Form 1116 FAQ
Kirsten Simmons avatar
Written by Kirsten Simmons
Updated over a week ago

Q: I paid $3,235 in foreign taxes. Form 1116 shows $3,005 of that amount as "disallowed" and $230 as utilized. Could you please explain this?

A: When a taxpayer excludes all or part of his income using Form 2555 (Foreign Earned Income Exclusion), the amount of foreign tax subject to credits is reduced, too. The instructions for Form 1116 read:

"Reduce taxes paid or accrued by the taxes allocable to any foreign earned income excluded on Form 2555 or Form 2555-EZ."

In other words, you cannot exclude foreign income and then use the taxes paid on this income as a credit. The portion of the income attributable to the excluded income is "disallowed," and the remaining foreign tax is applied to calculate the credit toward U.S. tax.

**Things to do:**
1. Print everything in the Form 1116 FAQ from "Form 1116 FAQ" down to "toward U.S. tax.".
2. Write what follows the last sentence of the Form 1116 FAQ.
The items that come next have no connection to the Form 1116 FAQ.

**Supplied data:**

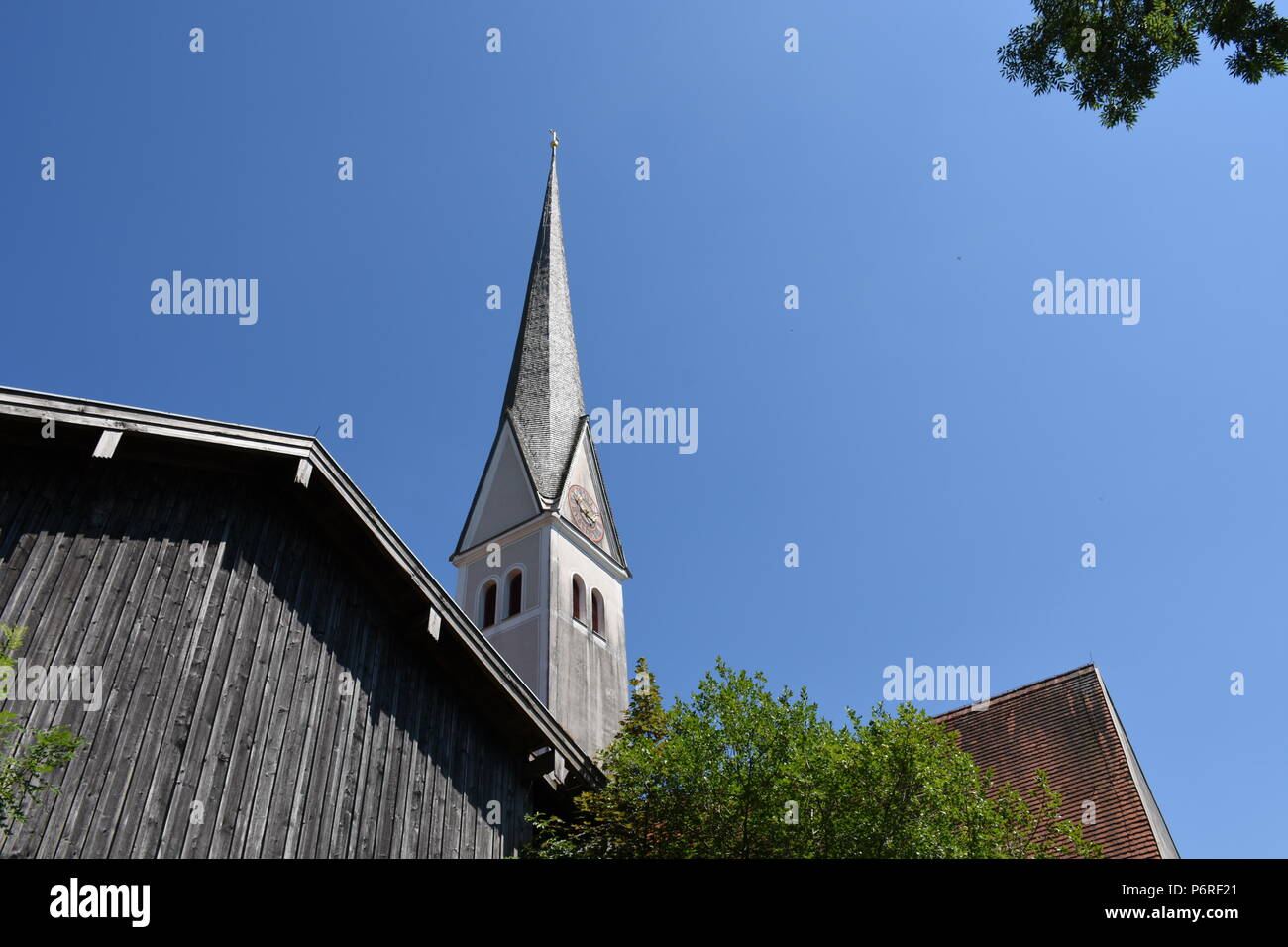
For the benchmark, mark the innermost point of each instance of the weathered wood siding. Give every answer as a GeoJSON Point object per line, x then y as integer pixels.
{"type": "Point", "coordinates": [261, 698]}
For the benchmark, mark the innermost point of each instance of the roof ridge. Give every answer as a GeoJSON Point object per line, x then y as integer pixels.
{"type": "Point", "coordinates": [1024, 688]}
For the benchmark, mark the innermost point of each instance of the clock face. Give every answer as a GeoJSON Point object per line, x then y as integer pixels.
{"type": "Point", "coordinates": [585, 513]}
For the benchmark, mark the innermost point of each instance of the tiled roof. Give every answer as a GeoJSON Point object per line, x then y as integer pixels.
{"type": "Point", "coordinates": [1067, 725]}
{"type": "Point", "coordinates": [544, 392]}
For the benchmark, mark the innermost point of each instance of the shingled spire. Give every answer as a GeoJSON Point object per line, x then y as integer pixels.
{"type": "Point", "coordinates": [544, 397]}
{"type": "Point", "coordinates": [539, 565]}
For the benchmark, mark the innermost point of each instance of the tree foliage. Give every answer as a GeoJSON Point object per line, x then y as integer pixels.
{"type": "Point", "coordinates": [27, 754]}
{"type": "Point", "coordinates": [735, 772]}
{"type": "Point", "coordinates": [1112, 54]}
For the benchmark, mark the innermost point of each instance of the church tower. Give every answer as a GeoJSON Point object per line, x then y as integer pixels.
{"type": "Point", "coordinates": [540, 567]}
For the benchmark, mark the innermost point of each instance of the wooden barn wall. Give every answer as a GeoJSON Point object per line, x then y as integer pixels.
{"type": "Point", "coordinates": [227, 728]}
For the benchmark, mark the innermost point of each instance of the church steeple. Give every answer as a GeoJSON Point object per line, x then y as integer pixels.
{"type": "Point", "coordinates": [540, 567]}
{"type": "Point", "coordinates": [544, 397]}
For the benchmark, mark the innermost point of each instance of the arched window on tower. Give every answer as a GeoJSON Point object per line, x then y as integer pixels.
{"type": "Point", "coordinates": [596, 612]}
{"type": "Point", "coordinates": [487, 605]}
{"type": "Point", "coordinates": [579, 595]}
{"type": "Point", "coordinates": [514, 594]}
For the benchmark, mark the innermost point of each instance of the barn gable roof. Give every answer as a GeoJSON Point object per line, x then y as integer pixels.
{"type": "Point", "coordinates": [1068, 725]}
{"type": "Point", "coordinates": [432, 613]}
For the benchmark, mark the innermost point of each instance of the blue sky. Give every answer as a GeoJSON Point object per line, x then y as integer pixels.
{"type": "Point", "coordinates": [768, 169]}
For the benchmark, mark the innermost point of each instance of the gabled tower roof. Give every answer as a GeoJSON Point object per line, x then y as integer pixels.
{"type": "Point", "coordinates": [544, 424]}
{"type": "Point", "coordinates": [544, 397]}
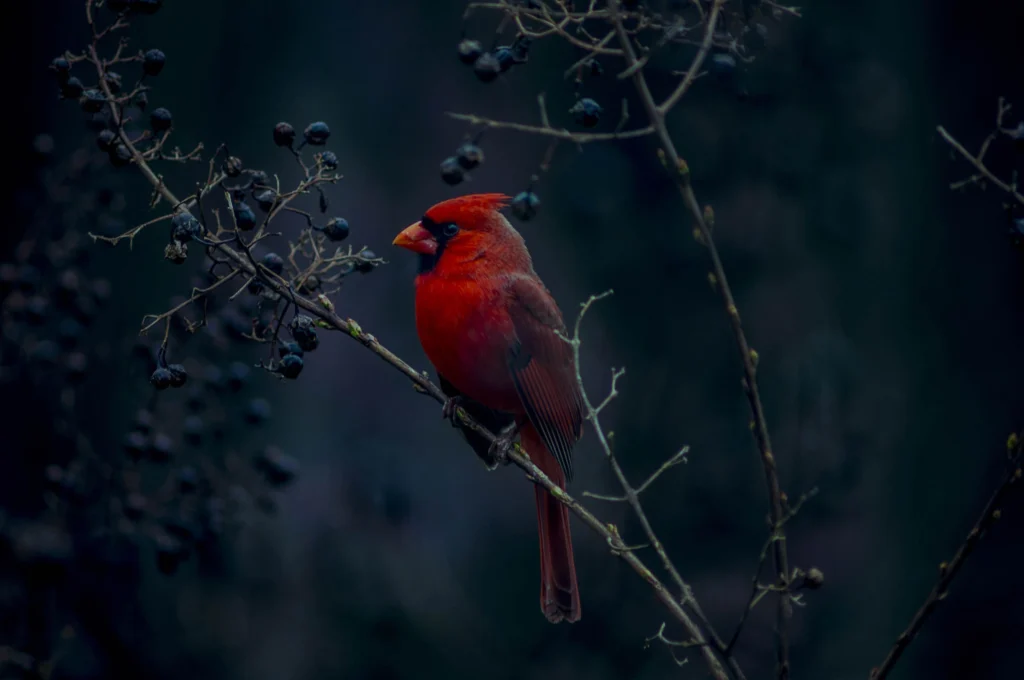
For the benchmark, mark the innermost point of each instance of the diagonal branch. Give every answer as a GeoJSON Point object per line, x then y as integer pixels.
{"type": "Point", "coordinates": [779, 552]}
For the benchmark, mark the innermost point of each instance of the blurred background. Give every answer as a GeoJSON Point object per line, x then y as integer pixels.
{"type": "Point", "coordinates": [886, 310]}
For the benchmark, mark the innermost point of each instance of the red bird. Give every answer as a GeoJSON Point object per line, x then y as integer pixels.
{"type": "Point", "coordinates": [491, 329]}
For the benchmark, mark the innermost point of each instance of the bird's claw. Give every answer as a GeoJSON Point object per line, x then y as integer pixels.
{"type": "Point", "coordinates": [451, 409]}
{"type": "Point", "coordinates": [500, 448]}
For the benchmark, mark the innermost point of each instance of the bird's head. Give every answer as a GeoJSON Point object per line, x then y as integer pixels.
{"type": "Point", "coordinates": [458, 231]}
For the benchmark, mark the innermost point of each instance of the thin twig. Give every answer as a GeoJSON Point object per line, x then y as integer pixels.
{"type": "Point", "coordinates": [948, 570]}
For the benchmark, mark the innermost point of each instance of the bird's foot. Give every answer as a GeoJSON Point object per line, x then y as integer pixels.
{"type": "Point", "coordinates": [500, 448]}
{"type": "Point", "coordinates": [451, 409]}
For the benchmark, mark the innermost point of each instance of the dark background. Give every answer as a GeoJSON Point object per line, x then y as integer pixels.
{"type": "Point", "coordinates": [886, 310]}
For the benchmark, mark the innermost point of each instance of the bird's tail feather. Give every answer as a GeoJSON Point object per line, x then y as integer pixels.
{"type": "Point", "coordinates": [559, 592]}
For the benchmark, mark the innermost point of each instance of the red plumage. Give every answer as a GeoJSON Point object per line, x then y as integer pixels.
{"type": "Point", "coordinates": [491, 329]}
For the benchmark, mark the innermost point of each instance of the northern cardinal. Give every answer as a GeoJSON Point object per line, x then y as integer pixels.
{"type": "Point", "coordinates": [491, 329]}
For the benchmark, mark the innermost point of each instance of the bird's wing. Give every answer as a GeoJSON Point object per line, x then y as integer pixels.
{"type": "Point", "coordinates": [543, 369]}
{"type": "Point", "coordinates": [488, 418]}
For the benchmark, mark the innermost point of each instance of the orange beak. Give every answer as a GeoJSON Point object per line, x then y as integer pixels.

**Results in order:**
1.
Form 1116 FAQ
Kirsten Simmons avatar
Written by Kirsten Simmons
Updated over a week ago

Q: I paid $3,235 in foreign taxes. Form 1116 shows $3,005 of that amount as "disallowed" and $230 as utilized. Could you please explain this?

A: When a taxpayer excludes all or part of his income using Form 2555 (Foreign Earned Income Exclusion), the amount of foreign tax subject to credits is reduced, too. The instructions for Form 1116 read:

"Reduce taxes paid or accrued by the taxes allocable to any foreign earned income excluded on Form 2555 or Form 2555-EZ."

In other words, you cannot exclude foreign income and then use the taxes paid on this income as a credit. The portion of the income attributable to the excluded income is "disallowed," and the remaining foreign tax is applied to calculate the credit toward U.S. tax.

2.
Q: Why does Form 1116 appear twice on my tax declaration, accompanied by different numbers? If the credits shown on both forms are applied, the amount in credits from foreign taxes will equal $20,000 instead of $10,000, meaning the total amount I was liable for in 2010 would be $0 rather than $7,000. What gives?

A: The first Form 1116 is the Foreign Tax Credit Form. The second Form 1116 is Alternative Minimum Tax Foreign Tax Credit (indicated above the form name). The first form calculates the allowed amount of foreign tax credit. The second form calculates the Foreign Tax Credit for AMT (Alternative Minimum Tax). Taxpayers from countries with high tax brackets who owe no U.S. taxes may still owe the AMT. Therefore, calculating the AMT credit is essential to reduce the amount owed in AMT.

 Important note: this is not an additional tax credit. This is an alternative tax credit applied to adjust the Alternative Minimum Tax. This form is essential for saving every dollar possible on the AMT in future years. Whatsmore, the IRS requires that it be filed.

Did this answer your question?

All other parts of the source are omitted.